PROMPT: Quote all of the data below exactly, please.

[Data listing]
+++

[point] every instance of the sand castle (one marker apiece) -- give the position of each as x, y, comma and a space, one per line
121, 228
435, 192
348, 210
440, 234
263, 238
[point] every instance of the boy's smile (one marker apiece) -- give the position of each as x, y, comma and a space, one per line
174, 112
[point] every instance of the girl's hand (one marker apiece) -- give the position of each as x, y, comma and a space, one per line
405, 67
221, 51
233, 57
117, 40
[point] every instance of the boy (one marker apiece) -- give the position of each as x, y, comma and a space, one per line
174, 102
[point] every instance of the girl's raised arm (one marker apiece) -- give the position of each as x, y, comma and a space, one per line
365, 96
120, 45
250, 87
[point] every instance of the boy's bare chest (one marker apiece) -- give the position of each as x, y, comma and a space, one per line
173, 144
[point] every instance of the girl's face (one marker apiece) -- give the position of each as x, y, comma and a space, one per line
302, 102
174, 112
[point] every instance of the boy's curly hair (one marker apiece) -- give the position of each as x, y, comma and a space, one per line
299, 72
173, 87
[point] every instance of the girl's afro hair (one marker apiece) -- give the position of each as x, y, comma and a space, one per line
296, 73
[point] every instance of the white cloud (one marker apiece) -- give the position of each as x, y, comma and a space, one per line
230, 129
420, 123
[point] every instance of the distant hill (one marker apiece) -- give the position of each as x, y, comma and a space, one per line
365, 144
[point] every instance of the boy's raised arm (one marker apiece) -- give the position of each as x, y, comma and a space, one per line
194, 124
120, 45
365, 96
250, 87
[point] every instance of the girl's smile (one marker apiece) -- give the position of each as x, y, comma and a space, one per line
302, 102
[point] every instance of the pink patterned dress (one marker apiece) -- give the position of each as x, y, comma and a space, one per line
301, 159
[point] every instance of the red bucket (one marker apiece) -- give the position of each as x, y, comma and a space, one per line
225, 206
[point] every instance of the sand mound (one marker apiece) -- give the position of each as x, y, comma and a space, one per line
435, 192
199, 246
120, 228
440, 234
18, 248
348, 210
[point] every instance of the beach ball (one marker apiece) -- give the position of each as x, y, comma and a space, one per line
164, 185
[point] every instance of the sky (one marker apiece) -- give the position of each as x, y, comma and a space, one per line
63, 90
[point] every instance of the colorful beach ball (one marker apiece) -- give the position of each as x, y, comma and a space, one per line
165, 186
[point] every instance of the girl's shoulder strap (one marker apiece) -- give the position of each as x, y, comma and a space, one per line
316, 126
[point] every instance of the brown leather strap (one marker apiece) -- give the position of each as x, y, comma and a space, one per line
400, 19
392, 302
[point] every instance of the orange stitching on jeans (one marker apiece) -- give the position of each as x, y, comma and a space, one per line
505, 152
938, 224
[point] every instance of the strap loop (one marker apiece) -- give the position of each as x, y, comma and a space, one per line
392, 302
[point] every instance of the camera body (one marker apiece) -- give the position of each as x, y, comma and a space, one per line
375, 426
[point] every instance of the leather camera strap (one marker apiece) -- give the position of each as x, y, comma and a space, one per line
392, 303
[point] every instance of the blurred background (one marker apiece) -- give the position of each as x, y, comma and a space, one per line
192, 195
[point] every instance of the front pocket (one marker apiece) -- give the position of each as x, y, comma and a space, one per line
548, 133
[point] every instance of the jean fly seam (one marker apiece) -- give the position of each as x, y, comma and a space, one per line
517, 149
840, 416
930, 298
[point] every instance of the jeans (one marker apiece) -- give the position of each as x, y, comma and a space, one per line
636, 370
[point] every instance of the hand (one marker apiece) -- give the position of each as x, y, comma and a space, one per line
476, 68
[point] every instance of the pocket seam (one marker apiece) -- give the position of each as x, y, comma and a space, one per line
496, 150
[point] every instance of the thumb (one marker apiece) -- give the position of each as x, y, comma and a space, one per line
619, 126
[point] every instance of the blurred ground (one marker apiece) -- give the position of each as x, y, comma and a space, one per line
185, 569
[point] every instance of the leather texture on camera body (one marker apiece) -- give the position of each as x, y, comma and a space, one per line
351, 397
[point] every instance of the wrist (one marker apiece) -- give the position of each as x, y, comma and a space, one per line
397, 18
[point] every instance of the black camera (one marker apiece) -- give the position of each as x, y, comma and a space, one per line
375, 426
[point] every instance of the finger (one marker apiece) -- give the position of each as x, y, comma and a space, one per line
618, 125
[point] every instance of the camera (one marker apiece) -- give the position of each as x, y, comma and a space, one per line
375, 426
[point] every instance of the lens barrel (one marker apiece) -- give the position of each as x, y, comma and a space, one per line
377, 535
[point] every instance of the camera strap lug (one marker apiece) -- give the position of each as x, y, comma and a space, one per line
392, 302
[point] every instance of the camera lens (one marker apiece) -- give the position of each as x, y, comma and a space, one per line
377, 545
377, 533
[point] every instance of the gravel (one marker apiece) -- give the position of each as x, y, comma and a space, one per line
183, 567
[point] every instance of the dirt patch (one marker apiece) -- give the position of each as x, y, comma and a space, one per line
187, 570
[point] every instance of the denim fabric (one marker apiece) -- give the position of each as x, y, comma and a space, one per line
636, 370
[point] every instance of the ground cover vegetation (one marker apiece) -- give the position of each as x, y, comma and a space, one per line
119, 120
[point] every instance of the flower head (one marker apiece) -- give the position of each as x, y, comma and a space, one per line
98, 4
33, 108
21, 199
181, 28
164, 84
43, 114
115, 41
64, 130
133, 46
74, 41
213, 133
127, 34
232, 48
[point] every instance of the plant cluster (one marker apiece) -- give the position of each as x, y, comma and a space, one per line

+++

SOLUTION TO THIS PROBLEM:
[point] every instance of the sand castle (one marker apiece) -- give the position of each as x, y, comma and a space, one per line
121, 228
435, 192
348, 210
440, 234
263, 238
[point] every instance of the boy's smile (one marker apiece) -- give the position of each as x, y, comma and a space, one per line
174, 112
[point] every instance of the girl's hand (one marker apiece) -- give the position of each as x, y, comma and a space, one per line
405, 67
221, 51
233, 57
117, 40
[point] every instance of the boy (one marker apiece) -- give the position of each as x, y, comma and a space, one per line
174, 102
[point] every instance of the girl's raised arm (one marker apiece) -- give the position of each as x, y, comma and a space, one per line
365, 96
120, 45
250, 87
[point] every instance of the boy's bare chest (one marker apiece) -- give the position of each as x, y, comma and a space, one per line
173, 144
[point] every instance of the girl's face (one marker apiece) -- give the position of each as x, y, comma and a space, one per line
302, 102
174, 112
[point] every instance of the boy's curly hair (one marker apiece) -- give the position of each as x, y, comma and a space, one per line
299, 72
173, 87
[point] every instance of the girl's afro hair (one marker apiece) -- give the position of each as x, y, comma and a space, one per line
296, 73
[point] every instance of the white cloud (one marker apiece) -- give the position of each as x, y, comma and a space, one per line
230, 129
420, 123
[point] every instance of the distant hill (one marker apiece) -- give the position of each as x, y, comma and a space, one per line
365, 144
[point] every instance of the boy's raised arm (one marker apiece) -- give the position of each as x, y, comma and a space, one per line
194, 124
120, 45
365, 96
250, 87
[point] every instance of the girl's smile (one marker apiece) -- give the position of each as x, y, comma and a space, one per line
302, 102
[point] every instance of the pink patterned dress (one marker apiece) -- give the position of each as x, y, comma and a space, one per line
301, 159
[point] every instance of the red bucket (one marker apiece) -- give the position of each as x, y, comma and a space, one per line
225, 206
[point] every instance of the sand mound (one marker apiece) -- give the position of each as x, y, comma and a space, one per line
435, 192
199, 246
120, 228
440, 234
18, 248
348, 210
[point] every instance of the beach ball (one marker apiece) -- give the position of each as x, y, comma and a space, one per line
164, 185
[point] every instance of the sky (one marker apiece) -- give the position of each as x, y, comma and a space, one per line
63, 90
[point] every instance of the colorful beach ball (one marker apiece) -- give the position of each as x, y, comma and a space, one per line
165, 186
[point] every instance of the girl's shoulder strap (one marker apiece) -- give the position of each as x, y, comma and a space, one per line
316, 126
[point] every instance of the brown leather strap (one marker apiece) -- give the position of each as x, y, comma and a space, one per line
400, 19
392, 302
[point] every instance of the orange stitching on jeans (one marker apiece) -- give the position of each as x, y, comma and a space, one per line
505, 152
938, 224
[point] every instance of the strap loop (one marker apiece) -- give the position of each as x, y, comma and a space, one per line
392, 302
[point] every instance of the camera body (one marker apiece) -- give the position of each as x, y, comma and a space, one per line
375, 426
[point] every instance of the leather camera strap (one marker apiece) -- give the position of each as x, y, comma and a space, one per line
392, 303
[point] every instance of the blurred background (one marker apiece) -- give the position of each as x, y, comma and a space, one per line
192, 195
[point] every instance of the front pocket (one marker apiece) -- give the position of each as x, y, comma and a space, one per line
548, 133
[point] every instance of the jean fly seam (one marker apiece) -- give the position of each as x, y, comma and a space, one per line
517, 149
840, 416
930, 298
[point] every instance of the jeans (one marker apiece) -- give the position of each as x, y, comma and a space, one per line
636, 370
[point] every instance of the hand (one marker apiece) -- give the position of each as x, y, comma and a space, one per line
476, 68
[point] every instance of the pocket seam (one marker apiece) -- give the position of each as x, y, comma and a space, one per line
496, 150
[point] every instance of the thumb (one marker apiece) -- give the position of each as x, y, comma and a space, one per line
619, 126
[point] every instance of the blurred ground (one marker apiece) -- give the position of each as x, y, comma and a space, one per line
185, 569
[point] every instance of the leather texture on camera body (one marker apiece) -- give the position of each as x, y, comma and a space, one per line
351, 397
[point] every instance of the wrist (one marker apiece) -- give the position of each as x, y, comma and a space, one per line
397, 18
[point] every instance of the black camera (one marker apiece) -- give the position of each as x, y, comma and a space, one per line
375, 426
[point] every instance of the finger (one marker apiece) -- give the position of each as x, y, comma and a space, one per line
618, 125
[point] every instance of the camera (one marker apiece) -- give the position of each as x, y, comma and a space, one per line
375, 426
[point] every instance of the lens barrel (one marker apiece) -- give the position of each as x, y, comma and a space, one per line
377, 535
[point] every instance of the camera strap lug (one marker apiece) -- give the position of each as x, y, comma and a space, one per line
392, 302
[point] every instance of the camera lens (one marker apiece) -- give the position of each as x, y, comma and a space, one per line
377, 545
377, 533
[point] every instance of the gravel (one marker apiece) -- give the position of each as x, y, comma and a space, one per line
183, 567
[point] every instance of the dirt patch (one marker apiece) -- give the position of each as x, y, comma and a space, one per line
187, 570
[point] every instance of the denim fabric (one marker apiece) -- give the position of each as x, y, comma and a space, one per line
636, 370
[point] every instance of the ground cover vegetation (one marker apiece) -- give the position of each as x, y, comma and a space, one per line
119, 120
[point] every instance of the flower head (one marker apiece) -- give the position of each as x, y, comma and a space, one per line
98, 4
33, 108
21, 199
181, 28
164, 84
43, 114
115, 41
64, 130
133, 46
74, 41
213, 133
127, 34
232, 48
[point] every instance of the plant cluster (one marker apiece) -- give the position of each as x, y, comma and a space, one per line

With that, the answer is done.